| EXERCISE BRIEF |
Count the lines in the rows below that contain the string "pink", matching case exactly. Give only the number.

[Object pointing dataset rows]
========

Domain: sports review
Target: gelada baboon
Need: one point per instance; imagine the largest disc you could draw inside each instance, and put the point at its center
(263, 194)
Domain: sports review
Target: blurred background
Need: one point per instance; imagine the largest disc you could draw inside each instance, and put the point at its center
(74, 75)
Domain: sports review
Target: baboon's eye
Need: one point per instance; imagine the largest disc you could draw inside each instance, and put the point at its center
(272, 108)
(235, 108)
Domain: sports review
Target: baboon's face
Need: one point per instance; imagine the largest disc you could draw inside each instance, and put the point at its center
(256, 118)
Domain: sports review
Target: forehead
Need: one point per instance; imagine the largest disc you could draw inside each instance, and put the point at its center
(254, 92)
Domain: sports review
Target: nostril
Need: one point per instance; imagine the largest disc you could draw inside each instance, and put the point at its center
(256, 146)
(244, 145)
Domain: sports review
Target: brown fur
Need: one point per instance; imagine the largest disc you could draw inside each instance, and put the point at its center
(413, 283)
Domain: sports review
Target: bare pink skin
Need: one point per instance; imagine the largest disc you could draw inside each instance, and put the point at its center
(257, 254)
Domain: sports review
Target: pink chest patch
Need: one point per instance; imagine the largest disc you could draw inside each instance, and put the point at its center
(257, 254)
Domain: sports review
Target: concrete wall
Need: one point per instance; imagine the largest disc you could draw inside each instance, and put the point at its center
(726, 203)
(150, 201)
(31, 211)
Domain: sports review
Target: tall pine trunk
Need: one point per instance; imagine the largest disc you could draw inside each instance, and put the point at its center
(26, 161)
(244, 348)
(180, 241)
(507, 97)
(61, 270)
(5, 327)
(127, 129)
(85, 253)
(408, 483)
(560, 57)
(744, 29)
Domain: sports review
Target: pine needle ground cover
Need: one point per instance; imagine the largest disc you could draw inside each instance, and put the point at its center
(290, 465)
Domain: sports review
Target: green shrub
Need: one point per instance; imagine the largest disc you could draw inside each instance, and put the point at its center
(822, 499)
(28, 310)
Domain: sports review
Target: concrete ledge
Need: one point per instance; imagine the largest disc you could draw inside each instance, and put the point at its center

========

| TASK RESULT |
2